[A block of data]
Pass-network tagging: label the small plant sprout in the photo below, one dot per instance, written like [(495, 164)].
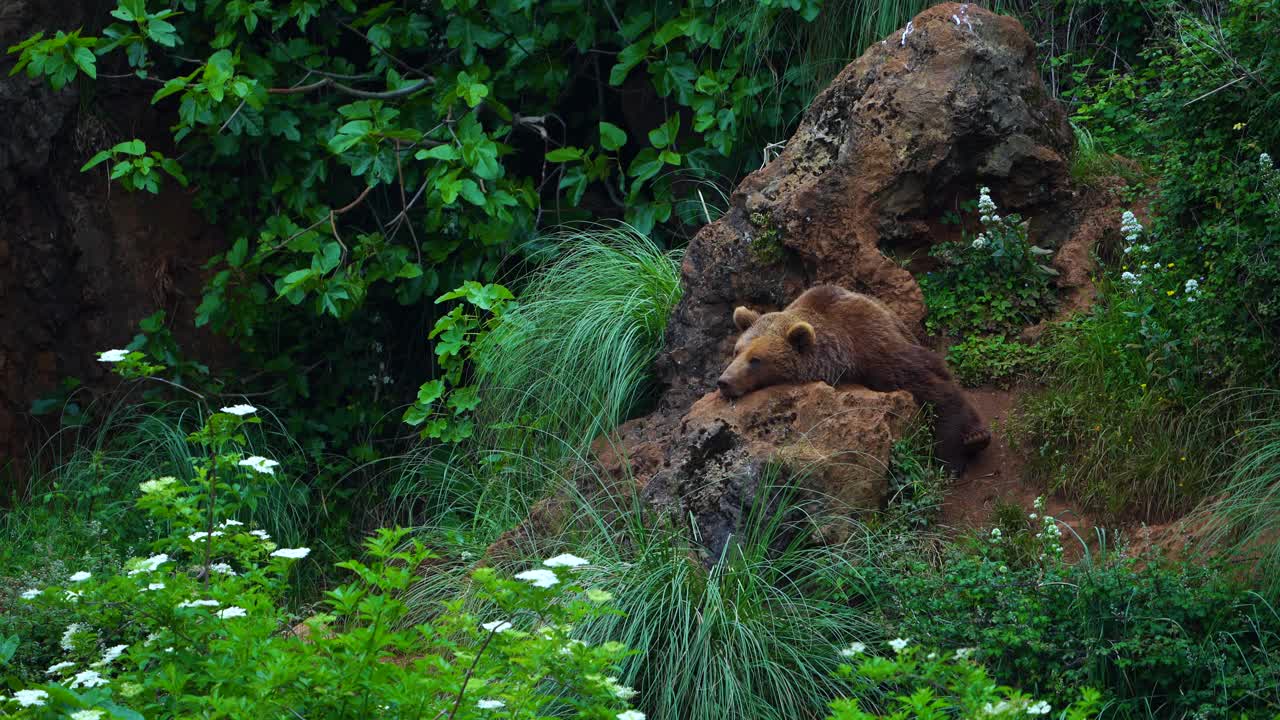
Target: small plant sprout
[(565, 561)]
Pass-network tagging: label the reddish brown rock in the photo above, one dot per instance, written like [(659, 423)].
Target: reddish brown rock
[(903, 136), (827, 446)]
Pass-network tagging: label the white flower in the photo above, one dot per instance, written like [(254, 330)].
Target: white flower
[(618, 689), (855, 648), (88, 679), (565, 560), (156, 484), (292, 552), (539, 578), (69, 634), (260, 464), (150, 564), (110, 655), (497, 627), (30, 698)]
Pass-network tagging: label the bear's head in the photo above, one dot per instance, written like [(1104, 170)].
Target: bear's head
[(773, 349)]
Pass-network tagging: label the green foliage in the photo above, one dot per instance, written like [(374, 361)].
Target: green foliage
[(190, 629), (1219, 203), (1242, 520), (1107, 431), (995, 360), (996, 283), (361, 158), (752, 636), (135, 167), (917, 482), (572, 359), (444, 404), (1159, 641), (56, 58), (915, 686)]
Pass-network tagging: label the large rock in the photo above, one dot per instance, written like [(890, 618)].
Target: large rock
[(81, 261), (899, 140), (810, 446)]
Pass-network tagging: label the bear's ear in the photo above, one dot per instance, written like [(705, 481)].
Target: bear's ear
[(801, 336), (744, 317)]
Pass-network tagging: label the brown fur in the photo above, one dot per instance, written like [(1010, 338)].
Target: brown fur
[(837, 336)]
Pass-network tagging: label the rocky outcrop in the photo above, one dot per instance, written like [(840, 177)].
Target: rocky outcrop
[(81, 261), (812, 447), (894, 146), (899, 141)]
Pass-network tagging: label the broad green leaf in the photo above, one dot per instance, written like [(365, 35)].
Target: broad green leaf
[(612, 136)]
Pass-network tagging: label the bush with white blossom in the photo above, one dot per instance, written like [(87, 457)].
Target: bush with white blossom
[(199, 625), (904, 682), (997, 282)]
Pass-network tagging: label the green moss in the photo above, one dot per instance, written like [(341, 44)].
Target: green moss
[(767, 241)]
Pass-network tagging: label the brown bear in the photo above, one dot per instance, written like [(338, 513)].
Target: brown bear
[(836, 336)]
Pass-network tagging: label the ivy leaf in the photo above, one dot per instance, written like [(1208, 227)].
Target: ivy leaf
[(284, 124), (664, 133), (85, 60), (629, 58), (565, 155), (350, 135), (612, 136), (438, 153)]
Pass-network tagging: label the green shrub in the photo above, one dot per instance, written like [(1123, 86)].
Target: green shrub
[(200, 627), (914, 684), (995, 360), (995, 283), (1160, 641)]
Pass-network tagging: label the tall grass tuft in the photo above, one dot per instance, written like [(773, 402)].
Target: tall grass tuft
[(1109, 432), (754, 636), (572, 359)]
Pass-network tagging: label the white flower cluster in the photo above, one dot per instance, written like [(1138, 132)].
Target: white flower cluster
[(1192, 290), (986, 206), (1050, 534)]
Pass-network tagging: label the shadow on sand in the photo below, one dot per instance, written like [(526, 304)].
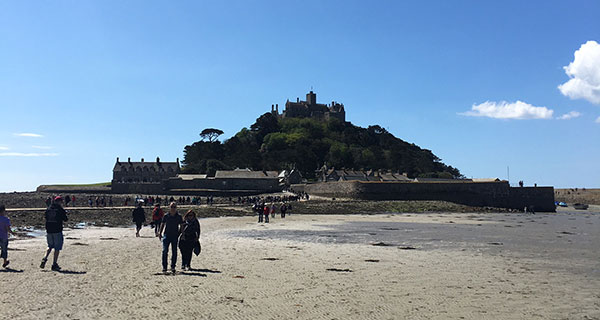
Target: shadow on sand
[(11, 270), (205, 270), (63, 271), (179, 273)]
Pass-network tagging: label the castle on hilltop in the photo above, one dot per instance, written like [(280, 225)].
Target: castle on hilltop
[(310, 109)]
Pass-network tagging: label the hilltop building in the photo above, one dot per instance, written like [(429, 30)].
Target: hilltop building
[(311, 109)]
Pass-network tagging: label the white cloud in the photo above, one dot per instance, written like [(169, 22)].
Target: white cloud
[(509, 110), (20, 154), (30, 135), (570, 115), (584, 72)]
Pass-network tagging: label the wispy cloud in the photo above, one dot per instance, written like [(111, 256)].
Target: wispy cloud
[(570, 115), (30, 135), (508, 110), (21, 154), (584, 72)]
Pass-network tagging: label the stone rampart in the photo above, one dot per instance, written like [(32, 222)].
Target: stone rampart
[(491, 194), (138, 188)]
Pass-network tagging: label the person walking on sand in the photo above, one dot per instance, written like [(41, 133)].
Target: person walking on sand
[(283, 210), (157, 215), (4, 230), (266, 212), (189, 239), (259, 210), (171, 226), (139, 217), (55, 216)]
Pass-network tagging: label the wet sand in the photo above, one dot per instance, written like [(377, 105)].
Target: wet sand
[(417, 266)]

### What is expected
Give all the lines above again, character for character, without pictures.

### Solution to the problem
Pass-network tagging: label the small plant sprout in the photo below, one dot per instance, written like [(495, 164)].
Target: small plant sprout
[(565, 561)]
Pass-network tagging: label the reddish brown rock in the photo above, one dot per instance, written like [(659, 423)].
Target: reddish brown rock
[(903, 136), (827, 446)]
Pass-network tagging: label the white flower in the photo above, one dot per instance, written like [(254, 330)].
Target: white flower
[(618, 689), (855, 648), (88, 679), (565, 560), (156, 484), (292, 552), (539, 578), (69, 634), (260, 464), (150, 564), (110, 655), (497, 627), (30, 698)]
Pass-network tagging: label the bear's head in the photo above, one dot per instance, written like [(1104, 170)].
Target: bear's head
[(773, 349)]
Pass-network tagging: label the green foliage in the photo above, one dot per instance, written like [(374, 361)].
Target: green foliage
[(190, 629), (1219, 203), (1242, 520), (1107, 431), (995, 360), (996, 283), (361, 158), (752, 636), (135, 167), (917, 482), (572, 359), (444, 404), (1159, 641), (56, 58), (915, 686)]
Pass-network tagging: label the large rock in the photo above, one dot per instance, written like [(890, 618)].
Target: large rock
[(81, 261), (899, 140), (810, 446)]
Pass-network tagging: label the bear's ear in the photo above, one dot per instance, written like [(705, 481)].
Target: bear's ear
[(801, 336), (744, 317)]
Pass-network tagging: label the brown fur in the photo above, one dot per instance, written like [(1010, 338)].
Target: brown fur
[(837, 336)]
Pass-network tagging: label the rocky outcrop in the photo above, one dot per instance, written like [(840, 177)].
Target: rocky outcrop
[(81, 261), (812, 447), (894, 146), (899, 141)]
Pass-network tagging: label the broad green leaf in the photo above, one dot per instance, written like [(365, 35)].
Target: broad green leaf
[(612, 136)]
Pass-network tagging: label the bush with white blossom in the photo above, one dot per instance, written like [(87, 457)].
Target: bush with white blossom
[(199, 625), (904, 682), (997, 282)]
Pass-network tagging: label the green moss in the photo above, one dot per instance, written like [(341, 44)].
Target: green moss
[(767, 241)]
Pass-network tagging: label the brown bear in the photo above, one dot per instance, written like [(338, 513)].
Target: brown bear
[(836, 336)]
Pass-network tagging: label the ivy leaf in the photo above, one dot per instance, written like [(1208, 227)].
Target: ivy leaf
[(284, 124), (664, 133), (85, 60), (629, 58), (565, 155), (350, 135), (612, 136), (438, 153)]
Pass-network tagging: label the green shrub in the photo above, one dot per instance, written like [(1123, 86)].
Target: green shrub
[(200, 627), (914, 684), (995, 360), (995, 283), (1160, 641)]
Pass-network tagging: label the tall grass tuft in the photo above, one dot per instance, written like [(773, 402)].
Target: tall grass tuft
[(1109, 432), (754, 636), (572, 359)]
Pass-network tagging: label the white flower cluster in the photo above, one dot per instance, written like [(1138, 132)].
Target: white flower cluster
[(1192, 290), (986, 206), (1050, 534)]
Pass-network tagging: label the shadow on sand in the photo below, one dot per instance, written like [(526, 304)].
Target: shadow on sand
[(11, 270), (205, 270), (63, 271), (179, 273)]
Pass-network tagging: label the castle on hilltop in the photo above, one dot per instance, written like [(280, 225)].
Target: castle on hilltop
[(310, 109)]
Pass-network tagging: label the hilltop building in the photo above, one dot per instance, written like [(429, 30)].
Target: hilltop building
[(311, 109)]
Pass-network tagging: label the white cloud in the photo above, one dot per instance, written like [(169, 22)].
Target: white cloud
[(509, 110), (20, 154), (30, 135), (570, 115), (584, 72)]
Pass-network tagging: label the wispy cloud in the photo above, one dot per instance, written like [(111, 256)].
Target: wispy cloud
[(570, 115), (30, 135), (508, 110), (21, 154), (584, 72)]
Pass-network tagging: label the stone rampart in the photo above, one dot per instance, written like [(32, 222)].
Target: stone rampart
[(491, 194), (138, 188)]
Pass-network tagging: label the person walking on sand in the photo above, one dot per instance, written like [(41, 133)].
Target: person walking on sand
[(283, 210), (157, 215), (4, 230), (266, 212), (189, 239), (259, 210), (171, 226), (139, 217), (55, 216)]
Pass-network tagging: label the wet sand in the photo above, one dot per instance, written like [(377, 105)].
Target: wet sand
[(417, 266)]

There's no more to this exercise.